In this exercise, return each entry exactly as given.

[Input material — start]

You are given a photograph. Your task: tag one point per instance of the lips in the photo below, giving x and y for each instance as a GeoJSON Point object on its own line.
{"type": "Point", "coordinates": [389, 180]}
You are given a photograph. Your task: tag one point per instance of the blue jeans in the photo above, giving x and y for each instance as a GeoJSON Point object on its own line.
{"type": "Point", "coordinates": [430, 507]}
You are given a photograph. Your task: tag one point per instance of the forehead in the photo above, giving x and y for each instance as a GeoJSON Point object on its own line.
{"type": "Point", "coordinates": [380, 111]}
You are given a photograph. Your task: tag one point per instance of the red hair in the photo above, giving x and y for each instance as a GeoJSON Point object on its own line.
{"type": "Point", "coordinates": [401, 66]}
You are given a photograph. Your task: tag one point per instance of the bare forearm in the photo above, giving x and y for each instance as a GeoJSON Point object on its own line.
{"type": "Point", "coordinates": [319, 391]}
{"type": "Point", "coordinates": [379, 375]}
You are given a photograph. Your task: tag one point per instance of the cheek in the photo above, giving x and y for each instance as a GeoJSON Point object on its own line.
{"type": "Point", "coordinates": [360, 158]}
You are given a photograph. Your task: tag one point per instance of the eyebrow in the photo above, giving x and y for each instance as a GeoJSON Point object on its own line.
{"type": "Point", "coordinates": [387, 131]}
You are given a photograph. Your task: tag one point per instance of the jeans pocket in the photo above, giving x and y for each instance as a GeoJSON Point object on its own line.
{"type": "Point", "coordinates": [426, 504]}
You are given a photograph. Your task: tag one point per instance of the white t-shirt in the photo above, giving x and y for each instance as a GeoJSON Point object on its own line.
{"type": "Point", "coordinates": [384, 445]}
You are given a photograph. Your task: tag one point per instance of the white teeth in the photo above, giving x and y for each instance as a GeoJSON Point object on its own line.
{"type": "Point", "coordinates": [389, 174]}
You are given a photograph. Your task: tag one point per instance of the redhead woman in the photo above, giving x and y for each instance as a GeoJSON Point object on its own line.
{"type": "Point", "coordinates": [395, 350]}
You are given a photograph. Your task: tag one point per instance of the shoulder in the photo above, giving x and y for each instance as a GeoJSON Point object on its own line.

[Input material — finish]

- Written reply:
You are given a photograph. Your task: tag one point per instance of the lips in the photo below, giving x and y for each instance as a GeoJSON Point object on its own line.
{"type": "Point", "coordinates": [389, 180]}
You are given a photograph. Your task: tag one point per instance of the blue jeans in the photo above, giving x and y for each instance as a GeoJSON Point object on its own line.
{"type": "Point", "coordinates": [430, 507]}
You are given a photograph. Your task: tag one point per instance of the forehead in the photo above, giving x and y for each instance as a GeoJSON Point object on its own line.
{"type": "Point", "coordinates": [380, 111]}
You are given a photograph. Your task: tag one point per instance of the red hair in the photo above, giving x and y for each instance as a GeoJSON Point object on its own line.
{"type": "Point", "coordinates": [401, 66]}
You are given a photograph. Your task: tag one point per instance of the bare forearm in the photo above, giving x and y for each instance as a GeoJSON Point object on its own line.
{"type": "Point", "coordinates": [319, 391]}
{"type": "Point", "coordinates": [379, 375]}
You are given a photograph. Your task: tag one point per instance of the cheek in the photo above, giving x and y for each instance as a GeoJSON Point object on its own line.
{"type": "Point", "coordinates": [360, 158]}
You are given a photograph. Your task: tag one point per instance of the eyebrow in the photo above, giving x and y for each instance as a GeoJSON Point object on its own line.
{"type": "Point", "coordinates": [387, 131]}
You are given a photograph. Your task: tag one point per instance of the jeans pocket in the photo above, giving x and y for each instance as a GeoJSON Point object on its own line.
{"type": "Point", "coordinates": [426, 504]}
You are given a photograph. Your task: tag one point per instance of the white t-shirt in the photo above, giving x and y for each instance as a GeoJSON Point object on its own line.
{"type": "Point", "coordinates": [384, 445]}
You are given a photograph. Your task: tag one point per instance of the white teeth in the photo above, giving x and y for each instance as a GeoJSON Point object on its own line.
{"type": "Point", "coordinates": [389, 174]}
You are given a photograph. Your task: tag one point per instance of the redhead woman in the photo above, giving x and y for each instance as a GeoJSON Point object on its own line.
{"type": "Point", "coordinates": [395, 350]}
You are given a photograph. Your task: tag one point per instance of the shoulder in the photo above, giving x and y for each instance as a GeoJSON Point object on its own line.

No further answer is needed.